WORK INSTRUCTIONS:
In the entries below, find the line with "in: indicate the propeller" and the line with "in: indicate the landing". Reproduce those two lines and every line between them exactly, and nothing more.

(Entries taken from a collection)
________________________________________

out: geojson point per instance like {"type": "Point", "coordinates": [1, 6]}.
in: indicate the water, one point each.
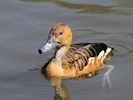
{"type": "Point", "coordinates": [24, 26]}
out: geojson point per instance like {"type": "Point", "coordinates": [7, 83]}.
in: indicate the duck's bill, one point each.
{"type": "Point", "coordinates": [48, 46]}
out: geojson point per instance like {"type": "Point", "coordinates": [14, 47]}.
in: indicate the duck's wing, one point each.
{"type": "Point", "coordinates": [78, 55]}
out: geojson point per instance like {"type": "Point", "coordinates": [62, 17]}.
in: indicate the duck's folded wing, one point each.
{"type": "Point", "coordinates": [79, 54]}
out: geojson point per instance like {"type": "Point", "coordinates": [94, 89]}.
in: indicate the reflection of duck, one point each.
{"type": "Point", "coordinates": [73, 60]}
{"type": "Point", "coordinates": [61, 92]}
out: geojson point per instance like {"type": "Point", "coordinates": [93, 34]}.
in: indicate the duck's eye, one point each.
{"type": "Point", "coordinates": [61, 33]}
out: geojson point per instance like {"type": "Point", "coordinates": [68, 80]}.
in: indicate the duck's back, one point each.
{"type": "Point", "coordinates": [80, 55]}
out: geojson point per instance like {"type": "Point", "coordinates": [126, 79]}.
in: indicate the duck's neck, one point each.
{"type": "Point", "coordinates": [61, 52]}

________________________________________

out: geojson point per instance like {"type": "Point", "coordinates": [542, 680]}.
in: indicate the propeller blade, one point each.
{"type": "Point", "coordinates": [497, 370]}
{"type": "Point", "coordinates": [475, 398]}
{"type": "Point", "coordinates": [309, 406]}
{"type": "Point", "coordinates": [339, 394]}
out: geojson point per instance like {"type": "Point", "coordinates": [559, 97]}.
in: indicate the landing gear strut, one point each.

________________________________________

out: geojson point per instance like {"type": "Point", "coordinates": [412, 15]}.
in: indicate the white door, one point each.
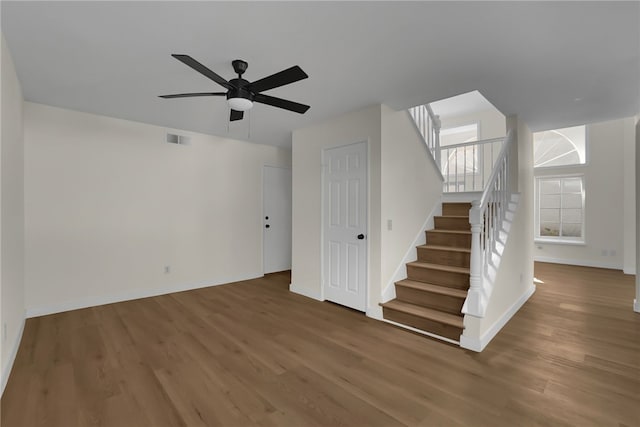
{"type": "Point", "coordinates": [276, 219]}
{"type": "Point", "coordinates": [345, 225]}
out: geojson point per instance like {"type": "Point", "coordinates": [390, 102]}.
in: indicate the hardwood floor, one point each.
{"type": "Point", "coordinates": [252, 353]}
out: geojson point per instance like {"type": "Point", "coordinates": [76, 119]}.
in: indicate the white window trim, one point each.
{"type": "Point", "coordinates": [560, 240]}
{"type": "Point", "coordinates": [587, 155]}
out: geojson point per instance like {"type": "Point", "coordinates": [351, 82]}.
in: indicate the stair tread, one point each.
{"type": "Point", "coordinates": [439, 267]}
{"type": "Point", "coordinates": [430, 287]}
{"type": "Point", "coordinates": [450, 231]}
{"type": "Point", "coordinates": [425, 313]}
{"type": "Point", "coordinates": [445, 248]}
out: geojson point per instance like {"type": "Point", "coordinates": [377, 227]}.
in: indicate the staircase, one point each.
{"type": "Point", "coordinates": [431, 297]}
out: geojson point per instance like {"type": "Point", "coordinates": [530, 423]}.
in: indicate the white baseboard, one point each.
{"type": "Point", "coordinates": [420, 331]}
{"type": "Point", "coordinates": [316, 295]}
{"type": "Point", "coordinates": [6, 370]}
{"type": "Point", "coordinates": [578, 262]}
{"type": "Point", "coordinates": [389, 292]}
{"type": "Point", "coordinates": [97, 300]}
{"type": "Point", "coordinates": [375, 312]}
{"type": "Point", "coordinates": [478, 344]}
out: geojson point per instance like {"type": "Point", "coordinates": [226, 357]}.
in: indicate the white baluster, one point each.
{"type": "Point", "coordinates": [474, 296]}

________________________________________

SOLUTION TO THIS EXERCISE:
in: indicate the propeller blade, one point each.
{"type": "Point", "coordinates": [497, 370]}
{"type": "Point", "coordinates": [475, 398]}
{"type": "Point", "coordinates": [309, 406]}
{"type": "Point", "coordinates": [339, 394]}
out: geojson point per instance like {"type": "Point", "coordinates": [559, 97]}.
in: indicate the landing gear strut, one point each.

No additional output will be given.